* **Görev**
Aşağıdaki kayıtlarda "umbrella" kelimesini içeren her satırı bulun ve kopyalayın. Büyük ve küçük harf farkı dikkate alınır.

(Nokta yerleştirme kayıtları)

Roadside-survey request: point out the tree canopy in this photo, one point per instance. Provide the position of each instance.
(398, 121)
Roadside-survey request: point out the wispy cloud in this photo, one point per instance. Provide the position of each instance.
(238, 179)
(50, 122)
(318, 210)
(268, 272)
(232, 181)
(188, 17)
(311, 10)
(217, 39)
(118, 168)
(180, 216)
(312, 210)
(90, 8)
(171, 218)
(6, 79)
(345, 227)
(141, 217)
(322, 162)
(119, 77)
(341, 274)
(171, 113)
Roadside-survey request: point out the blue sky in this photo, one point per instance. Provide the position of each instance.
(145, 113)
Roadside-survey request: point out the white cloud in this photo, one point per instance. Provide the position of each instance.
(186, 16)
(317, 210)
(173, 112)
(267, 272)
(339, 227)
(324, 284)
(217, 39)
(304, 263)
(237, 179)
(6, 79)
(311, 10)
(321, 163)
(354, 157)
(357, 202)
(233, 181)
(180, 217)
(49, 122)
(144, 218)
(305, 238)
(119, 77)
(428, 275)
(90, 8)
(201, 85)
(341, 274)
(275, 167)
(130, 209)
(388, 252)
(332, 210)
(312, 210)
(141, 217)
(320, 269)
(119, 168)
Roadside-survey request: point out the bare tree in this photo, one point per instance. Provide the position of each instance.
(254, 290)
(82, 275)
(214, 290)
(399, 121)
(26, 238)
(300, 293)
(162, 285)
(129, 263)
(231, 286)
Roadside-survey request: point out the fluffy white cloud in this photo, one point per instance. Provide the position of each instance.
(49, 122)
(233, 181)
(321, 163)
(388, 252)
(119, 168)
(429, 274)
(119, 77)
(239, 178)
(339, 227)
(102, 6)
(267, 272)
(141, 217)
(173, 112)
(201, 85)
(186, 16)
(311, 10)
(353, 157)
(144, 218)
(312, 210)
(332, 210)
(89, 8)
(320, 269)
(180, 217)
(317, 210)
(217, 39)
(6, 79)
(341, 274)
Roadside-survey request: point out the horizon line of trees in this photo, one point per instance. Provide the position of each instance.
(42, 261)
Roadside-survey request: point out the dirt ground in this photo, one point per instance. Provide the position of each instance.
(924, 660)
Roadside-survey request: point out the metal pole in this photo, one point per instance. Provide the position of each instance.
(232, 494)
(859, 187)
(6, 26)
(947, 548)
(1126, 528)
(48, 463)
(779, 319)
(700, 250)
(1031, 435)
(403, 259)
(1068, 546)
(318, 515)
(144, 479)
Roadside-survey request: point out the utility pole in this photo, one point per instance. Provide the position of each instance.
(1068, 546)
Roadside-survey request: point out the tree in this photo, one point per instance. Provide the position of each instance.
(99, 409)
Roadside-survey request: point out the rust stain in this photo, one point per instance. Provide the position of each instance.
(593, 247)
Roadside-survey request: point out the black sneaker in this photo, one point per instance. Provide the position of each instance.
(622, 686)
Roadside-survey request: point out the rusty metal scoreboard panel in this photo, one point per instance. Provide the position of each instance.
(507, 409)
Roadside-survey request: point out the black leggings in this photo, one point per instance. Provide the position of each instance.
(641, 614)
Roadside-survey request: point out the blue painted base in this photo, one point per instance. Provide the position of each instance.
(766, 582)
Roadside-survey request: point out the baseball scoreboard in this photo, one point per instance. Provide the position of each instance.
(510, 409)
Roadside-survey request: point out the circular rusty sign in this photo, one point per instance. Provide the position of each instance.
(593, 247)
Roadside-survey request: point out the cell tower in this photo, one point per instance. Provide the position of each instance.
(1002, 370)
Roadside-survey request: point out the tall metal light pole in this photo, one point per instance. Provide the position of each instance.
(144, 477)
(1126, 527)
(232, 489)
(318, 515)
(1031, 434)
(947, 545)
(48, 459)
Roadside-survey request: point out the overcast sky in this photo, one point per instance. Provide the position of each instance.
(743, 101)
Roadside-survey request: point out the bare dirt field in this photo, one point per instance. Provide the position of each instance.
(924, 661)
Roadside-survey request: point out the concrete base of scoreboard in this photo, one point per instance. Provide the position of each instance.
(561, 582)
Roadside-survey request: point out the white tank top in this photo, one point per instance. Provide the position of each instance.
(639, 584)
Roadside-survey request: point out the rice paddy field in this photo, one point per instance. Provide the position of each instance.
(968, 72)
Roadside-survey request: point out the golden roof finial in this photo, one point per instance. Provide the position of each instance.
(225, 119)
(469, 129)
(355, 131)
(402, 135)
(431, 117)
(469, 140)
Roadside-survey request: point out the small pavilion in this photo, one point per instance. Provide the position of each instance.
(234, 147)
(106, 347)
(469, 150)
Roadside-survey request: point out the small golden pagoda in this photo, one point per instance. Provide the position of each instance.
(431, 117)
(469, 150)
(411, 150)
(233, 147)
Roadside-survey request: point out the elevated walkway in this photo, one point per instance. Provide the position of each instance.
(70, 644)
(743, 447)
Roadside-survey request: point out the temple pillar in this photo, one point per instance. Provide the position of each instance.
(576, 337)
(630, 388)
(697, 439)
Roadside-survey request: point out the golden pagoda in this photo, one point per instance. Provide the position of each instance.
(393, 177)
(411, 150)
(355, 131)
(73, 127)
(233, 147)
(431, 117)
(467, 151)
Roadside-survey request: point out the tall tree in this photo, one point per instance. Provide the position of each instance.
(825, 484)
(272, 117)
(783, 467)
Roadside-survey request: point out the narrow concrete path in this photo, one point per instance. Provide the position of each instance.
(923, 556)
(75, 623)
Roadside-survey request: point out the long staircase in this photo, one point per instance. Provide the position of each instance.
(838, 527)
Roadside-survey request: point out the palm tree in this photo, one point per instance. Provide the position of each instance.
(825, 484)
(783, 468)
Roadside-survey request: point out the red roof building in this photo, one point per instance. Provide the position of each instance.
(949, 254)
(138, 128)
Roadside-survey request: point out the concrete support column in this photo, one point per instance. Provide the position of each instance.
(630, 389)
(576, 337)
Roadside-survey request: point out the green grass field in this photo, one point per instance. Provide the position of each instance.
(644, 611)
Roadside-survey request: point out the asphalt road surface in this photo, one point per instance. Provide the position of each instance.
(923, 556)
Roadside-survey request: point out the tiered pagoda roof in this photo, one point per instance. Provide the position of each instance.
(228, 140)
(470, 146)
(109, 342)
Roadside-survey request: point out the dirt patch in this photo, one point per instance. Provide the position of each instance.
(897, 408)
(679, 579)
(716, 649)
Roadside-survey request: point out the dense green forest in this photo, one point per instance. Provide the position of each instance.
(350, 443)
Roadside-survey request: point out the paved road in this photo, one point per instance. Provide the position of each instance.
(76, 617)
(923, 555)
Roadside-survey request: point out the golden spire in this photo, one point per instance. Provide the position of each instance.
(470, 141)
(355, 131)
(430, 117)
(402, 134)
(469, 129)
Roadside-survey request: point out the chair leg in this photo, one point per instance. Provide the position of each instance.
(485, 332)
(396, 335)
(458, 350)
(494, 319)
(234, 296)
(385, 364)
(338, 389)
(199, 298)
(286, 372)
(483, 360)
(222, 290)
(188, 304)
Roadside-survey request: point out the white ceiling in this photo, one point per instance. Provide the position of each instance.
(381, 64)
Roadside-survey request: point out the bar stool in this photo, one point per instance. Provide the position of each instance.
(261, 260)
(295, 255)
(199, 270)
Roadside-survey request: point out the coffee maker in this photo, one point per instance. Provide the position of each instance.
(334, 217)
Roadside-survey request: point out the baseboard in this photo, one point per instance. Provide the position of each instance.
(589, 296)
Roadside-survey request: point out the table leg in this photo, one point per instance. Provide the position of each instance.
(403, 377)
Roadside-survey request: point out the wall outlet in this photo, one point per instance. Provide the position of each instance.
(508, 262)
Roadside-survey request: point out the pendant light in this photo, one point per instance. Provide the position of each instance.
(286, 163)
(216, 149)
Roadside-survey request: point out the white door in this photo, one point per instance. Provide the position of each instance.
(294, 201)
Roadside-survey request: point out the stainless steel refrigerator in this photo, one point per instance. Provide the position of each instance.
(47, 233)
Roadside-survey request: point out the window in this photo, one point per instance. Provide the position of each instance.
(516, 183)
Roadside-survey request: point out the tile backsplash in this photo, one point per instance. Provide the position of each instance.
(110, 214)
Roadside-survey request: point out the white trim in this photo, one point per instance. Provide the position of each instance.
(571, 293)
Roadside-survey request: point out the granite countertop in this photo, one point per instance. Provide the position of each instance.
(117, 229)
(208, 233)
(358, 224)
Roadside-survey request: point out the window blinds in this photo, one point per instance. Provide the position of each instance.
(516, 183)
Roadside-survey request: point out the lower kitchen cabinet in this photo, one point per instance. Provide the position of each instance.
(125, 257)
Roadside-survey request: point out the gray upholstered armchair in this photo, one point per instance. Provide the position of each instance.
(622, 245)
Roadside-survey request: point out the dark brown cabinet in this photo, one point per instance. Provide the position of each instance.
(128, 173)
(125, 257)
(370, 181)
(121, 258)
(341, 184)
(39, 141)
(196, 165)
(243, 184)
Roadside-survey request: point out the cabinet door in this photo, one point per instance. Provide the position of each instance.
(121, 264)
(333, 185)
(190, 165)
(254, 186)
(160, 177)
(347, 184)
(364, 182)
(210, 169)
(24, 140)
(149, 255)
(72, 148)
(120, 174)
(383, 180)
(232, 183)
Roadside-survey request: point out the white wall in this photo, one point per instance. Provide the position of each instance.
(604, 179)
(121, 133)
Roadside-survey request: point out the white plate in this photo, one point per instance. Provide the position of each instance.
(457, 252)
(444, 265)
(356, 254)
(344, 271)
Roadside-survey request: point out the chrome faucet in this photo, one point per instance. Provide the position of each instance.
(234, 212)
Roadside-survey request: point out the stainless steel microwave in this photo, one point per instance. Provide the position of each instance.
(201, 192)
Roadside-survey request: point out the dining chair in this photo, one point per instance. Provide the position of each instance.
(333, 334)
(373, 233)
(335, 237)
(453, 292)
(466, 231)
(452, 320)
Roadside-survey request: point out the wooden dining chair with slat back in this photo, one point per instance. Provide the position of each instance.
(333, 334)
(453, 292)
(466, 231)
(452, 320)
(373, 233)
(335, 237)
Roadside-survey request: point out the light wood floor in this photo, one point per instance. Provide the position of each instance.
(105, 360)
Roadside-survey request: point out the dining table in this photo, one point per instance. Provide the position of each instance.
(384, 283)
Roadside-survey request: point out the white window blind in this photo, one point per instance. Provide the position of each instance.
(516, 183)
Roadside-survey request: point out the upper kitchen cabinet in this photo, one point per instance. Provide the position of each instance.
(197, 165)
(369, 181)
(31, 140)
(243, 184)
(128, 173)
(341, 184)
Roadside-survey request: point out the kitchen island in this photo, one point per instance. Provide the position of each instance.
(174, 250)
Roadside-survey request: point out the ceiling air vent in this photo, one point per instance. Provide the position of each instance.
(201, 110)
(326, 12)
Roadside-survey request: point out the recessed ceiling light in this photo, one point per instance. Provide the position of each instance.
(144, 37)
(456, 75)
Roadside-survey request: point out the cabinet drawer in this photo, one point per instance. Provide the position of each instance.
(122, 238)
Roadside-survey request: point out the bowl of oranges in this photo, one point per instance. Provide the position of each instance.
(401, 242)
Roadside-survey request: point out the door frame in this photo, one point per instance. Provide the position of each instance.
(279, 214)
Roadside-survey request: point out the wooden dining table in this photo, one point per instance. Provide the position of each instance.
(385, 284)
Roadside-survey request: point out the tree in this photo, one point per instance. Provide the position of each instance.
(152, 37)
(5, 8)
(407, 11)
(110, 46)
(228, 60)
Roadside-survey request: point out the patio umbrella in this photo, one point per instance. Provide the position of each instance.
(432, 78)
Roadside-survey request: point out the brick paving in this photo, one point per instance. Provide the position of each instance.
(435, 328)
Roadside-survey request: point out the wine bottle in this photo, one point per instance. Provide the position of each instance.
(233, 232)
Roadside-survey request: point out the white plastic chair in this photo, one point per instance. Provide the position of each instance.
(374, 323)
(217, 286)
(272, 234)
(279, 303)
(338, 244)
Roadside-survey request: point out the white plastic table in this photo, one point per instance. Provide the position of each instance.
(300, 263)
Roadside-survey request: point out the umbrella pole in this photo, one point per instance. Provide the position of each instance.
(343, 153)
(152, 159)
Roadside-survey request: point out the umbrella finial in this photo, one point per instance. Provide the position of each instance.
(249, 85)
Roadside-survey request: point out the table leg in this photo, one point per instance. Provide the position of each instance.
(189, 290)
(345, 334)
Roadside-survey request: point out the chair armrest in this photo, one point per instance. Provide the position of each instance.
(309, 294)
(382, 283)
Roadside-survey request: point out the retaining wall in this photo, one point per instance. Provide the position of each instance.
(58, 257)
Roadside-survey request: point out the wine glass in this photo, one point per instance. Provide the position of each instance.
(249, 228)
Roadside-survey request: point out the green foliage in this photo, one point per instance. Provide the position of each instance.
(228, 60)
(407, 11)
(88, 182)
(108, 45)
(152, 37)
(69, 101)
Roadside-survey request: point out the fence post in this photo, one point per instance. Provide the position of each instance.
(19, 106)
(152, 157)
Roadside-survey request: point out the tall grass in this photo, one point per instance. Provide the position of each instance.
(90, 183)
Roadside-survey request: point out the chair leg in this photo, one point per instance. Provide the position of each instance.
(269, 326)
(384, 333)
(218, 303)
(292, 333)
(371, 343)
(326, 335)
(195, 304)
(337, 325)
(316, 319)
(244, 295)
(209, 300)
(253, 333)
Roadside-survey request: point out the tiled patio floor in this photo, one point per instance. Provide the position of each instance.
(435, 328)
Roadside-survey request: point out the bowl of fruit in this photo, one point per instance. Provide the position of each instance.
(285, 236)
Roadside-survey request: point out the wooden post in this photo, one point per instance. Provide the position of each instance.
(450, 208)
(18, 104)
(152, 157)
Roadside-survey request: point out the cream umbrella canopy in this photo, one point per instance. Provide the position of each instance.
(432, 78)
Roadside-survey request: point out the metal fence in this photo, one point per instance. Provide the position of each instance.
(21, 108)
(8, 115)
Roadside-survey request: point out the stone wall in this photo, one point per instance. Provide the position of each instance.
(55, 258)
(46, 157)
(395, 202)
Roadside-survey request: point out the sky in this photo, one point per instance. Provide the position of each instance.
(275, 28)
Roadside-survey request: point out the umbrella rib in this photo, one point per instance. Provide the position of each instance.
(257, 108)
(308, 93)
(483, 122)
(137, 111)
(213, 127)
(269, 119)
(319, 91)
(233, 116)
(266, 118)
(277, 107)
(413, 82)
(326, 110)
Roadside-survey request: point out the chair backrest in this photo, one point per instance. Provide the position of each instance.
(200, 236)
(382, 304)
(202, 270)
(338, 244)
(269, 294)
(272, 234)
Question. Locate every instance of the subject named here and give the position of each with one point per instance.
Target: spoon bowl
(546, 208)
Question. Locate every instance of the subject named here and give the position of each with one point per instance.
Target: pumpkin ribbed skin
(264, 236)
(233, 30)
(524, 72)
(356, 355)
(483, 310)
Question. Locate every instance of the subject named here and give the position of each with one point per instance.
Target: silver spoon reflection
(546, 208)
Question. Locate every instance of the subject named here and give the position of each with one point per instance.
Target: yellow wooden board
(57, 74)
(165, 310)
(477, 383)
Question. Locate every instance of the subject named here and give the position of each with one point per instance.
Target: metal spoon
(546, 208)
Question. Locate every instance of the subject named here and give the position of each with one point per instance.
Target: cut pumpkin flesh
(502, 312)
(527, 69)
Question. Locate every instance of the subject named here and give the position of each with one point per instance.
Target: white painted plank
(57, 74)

* **Tamamlanan görev**
Roadside-survey request: point out the patio umbrella in this photo, one point per instance. Provide the position of each instance.
Roadside-survey request: point out the umbrella pole in this photo, one point per instance. Provide the position of each instance.
Roadside-survey request: point out the umbrella finial in this photo, one point per instance. Provide the position of each instance.
Roadside-survey request: point out the cream umbrella canopy in this photo, one point per instance. Provide the position of each instance.
Roadside-survey request: point out the umbrella rib in this photo, one point per instance. Provide the position of each instance.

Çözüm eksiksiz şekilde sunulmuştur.